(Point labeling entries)
┌──
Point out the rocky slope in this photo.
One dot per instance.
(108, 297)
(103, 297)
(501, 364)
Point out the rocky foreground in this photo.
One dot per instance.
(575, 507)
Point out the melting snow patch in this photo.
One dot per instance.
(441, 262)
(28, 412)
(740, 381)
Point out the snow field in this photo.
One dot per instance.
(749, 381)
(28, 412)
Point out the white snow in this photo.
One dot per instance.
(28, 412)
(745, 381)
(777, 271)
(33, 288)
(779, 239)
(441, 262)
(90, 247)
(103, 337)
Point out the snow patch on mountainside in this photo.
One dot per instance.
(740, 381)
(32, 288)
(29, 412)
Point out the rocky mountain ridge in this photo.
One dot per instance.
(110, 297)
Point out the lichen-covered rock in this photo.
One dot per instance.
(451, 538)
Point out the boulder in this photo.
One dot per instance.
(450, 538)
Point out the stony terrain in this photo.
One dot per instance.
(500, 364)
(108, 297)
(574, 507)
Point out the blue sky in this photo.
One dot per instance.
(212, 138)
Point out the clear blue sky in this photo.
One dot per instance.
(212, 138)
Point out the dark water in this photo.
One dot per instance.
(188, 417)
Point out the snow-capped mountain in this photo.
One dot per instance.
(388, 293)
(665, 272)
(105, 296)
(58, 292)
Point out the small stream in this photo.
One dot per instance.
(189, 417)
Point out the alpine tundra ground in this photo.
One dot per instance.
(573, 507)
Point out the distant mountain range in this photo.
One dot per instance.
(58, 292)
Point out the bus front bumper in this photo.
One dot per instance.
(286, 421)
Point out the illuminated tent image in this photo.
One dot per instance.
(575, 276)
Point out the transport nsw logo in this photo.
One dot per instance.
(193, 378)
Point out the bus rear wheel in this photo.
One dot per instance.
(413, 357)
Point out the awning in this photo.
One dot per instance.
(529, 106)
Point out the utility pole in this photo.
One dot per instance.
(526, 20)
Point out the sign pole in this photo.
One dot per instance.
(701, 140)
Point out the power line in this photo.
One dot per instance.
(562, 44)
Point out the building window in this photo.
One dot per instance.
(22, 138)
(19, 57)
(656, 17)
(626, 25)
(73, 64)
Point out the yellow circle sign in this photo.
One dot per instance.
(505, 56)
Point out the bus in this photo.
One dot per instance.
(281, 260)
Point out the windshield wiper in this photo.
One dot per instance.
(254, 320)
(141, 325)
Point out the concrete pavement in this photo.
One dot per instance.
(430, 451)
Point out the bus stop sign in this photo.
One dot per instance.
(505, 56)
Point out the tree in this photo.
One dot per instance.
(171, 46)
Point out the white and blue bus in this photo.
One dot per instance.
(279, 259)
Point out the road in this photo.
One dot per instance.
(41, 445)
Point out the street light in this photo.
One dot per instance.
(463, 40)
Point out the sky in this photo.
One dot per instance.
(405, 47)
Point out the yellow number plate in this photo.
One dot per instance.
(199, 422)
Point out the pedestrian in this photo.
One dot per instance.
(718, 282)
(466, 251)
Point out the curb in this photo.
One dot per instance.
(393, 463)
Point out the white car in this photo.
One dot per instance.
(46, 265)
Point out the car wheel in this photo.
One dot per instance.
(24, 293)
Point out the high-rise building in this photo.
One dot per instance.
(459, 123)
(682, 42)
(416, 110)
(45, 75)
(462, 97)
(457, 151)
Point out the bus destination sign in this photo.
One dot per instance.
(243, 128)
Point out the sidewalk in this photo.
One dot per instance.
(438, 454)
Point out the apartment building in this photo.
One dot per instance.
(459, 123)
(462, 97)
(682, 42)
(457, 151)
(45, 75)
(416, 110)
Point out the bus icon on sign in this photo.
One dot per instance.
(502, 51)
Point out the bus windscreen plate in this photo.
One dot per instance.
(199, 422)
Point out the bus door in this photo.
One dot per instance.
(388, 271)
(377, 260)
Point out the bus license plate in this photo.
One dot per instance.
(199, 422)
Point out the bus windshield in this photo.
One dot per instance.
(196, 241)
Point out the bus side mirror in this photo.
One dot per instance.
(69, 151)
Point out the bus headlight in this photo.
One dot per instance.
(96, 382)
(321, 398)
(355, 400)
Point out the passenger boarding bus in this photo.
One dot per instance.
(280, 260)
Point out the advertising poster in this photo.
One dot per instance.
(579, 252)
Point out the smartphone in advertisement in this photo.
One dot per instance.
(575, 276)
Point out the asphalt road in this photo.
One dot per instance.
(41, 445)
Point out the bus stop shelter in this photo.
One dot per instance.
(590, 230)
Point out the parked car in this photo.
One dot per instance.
└──
Starting at the line that has "Point out the apartment" and continuing through the end of the entries, rewrite those lines with "dot" switched to "marker", leaving everything else unchanged.

▶ Answer
Point out the apartment building in this photo.
One marker per instance.
(459, 123)
(462, 97)
(682, 42)
(457, 151)
(45, 75)
(416, 110)
Point out the bus icon on sign in this photo.
One marker per instance.
(502, 51)
Point out the bus windscreen plate in this photo.
One marker per instance.
(199, 422)
Point out the bus door in this photo.
One marker per instance.
(388, 271)
(377, 260)
Point out the bus license plate in this photo.
One marker per instance.
(199, 422)
Point out the bus windshield in this photo.
One marker per instance.
(196, 241)
Point out the bus side mirror in this photo.
One marker per instance.
(69, 151)
Point out the bus headlight in this photo.
One marker per instance.
(96, 382)
(321, 398)
(355, 400)
Point out the passenger boarding bus in this photo.
One marker per instance.
(280, 260)
Point out the advertising poster in this photo.
One marker per instance.
(579, 252)
Point out the smartphone in advertisement in this photo.
One marker per instance.
(575, 276)
Point out the asphalt road in this photo.
One marker per instance.
(41, 445)
Point out the bus stop shelter in this photo.
One marker per instance.
(590, 230)
Point out the parked car in this photo.
One marker per instance.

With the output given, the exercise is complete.